● **EXERCISE AIM**: Copy out the records below word for word, from the line with "Batch job #47 — class: black baseball" up to and including the line with "427;199;548;454".

● **MATERIAL FOR THIS EXERCISE**:
+++++

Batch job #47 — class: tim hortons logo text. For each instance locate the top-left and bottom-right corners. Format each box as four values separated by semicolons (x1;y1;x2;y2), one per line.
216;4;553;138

+++++

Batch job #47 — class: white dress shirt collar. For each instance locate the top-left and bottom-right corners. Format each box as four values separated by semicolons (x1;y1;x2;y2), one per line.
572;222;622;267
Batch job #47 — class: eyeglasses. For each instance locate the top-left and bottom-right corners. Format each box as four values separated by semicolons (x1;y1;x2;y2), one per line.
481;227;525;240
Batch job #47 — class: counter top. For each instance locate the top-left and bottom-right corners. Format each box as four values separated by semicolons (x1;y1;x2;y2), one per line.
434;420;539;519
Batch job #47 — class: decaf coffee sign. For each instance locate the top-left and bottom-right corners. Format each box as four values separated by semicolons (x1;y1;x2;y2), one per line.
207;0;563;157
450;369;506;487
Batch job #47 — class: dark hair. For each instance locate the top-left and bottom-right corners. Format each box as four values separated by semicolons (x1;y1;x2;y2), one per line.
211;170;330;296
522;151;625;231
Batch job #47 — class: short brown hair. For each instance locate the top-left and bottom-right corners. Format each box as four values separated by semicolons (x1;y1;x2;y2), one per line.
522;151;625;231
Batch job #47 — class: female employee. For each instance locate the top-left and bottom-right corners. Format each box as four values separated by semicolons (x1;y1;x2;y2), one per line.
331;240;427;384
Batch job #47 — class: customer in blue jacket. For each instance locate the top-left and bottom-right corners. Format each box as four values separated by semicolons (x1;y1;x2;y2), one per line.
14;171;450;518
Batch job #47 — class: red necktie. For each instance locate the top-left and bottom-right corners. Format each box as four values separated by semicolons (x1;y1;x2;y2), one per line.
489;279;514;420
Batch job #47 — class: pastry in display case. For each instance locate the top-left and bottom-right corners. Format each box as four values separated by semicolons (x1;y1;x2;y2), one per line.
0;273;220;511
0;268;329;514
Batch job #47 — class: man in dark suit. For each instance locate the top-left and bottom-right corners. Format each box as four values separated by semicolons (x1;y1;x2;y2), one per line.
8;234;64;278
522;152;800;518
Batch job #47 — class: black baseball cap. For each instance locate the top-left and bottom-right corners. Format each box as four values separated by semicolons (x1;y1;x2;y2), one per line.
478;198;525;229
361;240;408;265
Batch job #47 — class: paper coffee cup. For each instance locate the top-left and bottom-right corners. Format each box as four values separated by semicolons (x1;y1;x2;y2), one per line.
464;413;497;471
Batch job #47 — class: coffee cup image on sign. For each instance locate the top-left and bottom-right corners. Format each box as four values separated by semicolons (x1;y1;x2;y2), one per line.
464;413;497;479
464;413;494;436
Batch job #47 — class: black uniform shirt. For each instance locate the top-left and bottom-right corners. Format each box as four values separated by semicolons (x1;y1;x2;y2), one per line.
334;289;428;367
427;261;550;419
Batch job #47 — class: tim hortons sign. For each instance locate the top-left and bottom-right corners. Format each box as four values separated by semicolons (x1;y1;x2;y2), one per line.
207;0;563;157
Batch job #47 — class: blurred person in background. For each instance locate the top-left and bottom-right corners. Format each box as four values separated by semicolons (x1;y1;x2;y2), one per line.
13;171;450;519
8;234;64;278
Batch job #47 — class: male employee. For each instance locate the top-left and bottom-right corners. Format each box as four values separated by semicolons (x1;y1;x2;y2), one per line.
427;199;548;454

+++++

● **THE ANSWER**:
Batch job #47 — class: black baseball cap. For each instance locate the top-left and bottom-right corners. Format each box as four values separated by semicolons (x1;y1;x2;y2), one per line.
478;198;525;229
361;240;408;265
Batch job #47 — class: paper coffee cup. For each instance locate the top-left and bottom-right corners. Format each box as four values separated by semicolons (x1;y1;x2;y2), one per line.
464;413;497;471
Batch job #47 — class: coffee cup image on sign. For each instance locate the top-left and bottom-right corners. Format each box as four values separated by semicolons (x1;y1;x2;y2), one per line.
464;413;497;479
464;413;494;436
Batch job #47 — class: black uniform shirt. For each instance locate the top-left and bottom-right corners. Format each box as four values separated by semicolons (x1;y1;x2;y2), one per line.
334;289;428;367
427;261;550;419
Batch job #47 — class: tim hortons sign. For each instance locate the top-left and bottom-right corners. Format each box as four values separated by semicolons (x1;y1;x2;y2), one per line.
207;0;563;157
Batch job #47 — class: blurred person in background. For each instance locate the top-left and bottom-right corners. Format each box as four values separated by semicolons (x1;y1;x2;y2), one per line.
13;171;450;519
8;234;64;278
Batch job #47 — class: male employee. For each instance locate the top-left and bottom-right corners. Format each box as four values separated by semicolons (x1;y1;x2;y2), one per line.
427;199;548;454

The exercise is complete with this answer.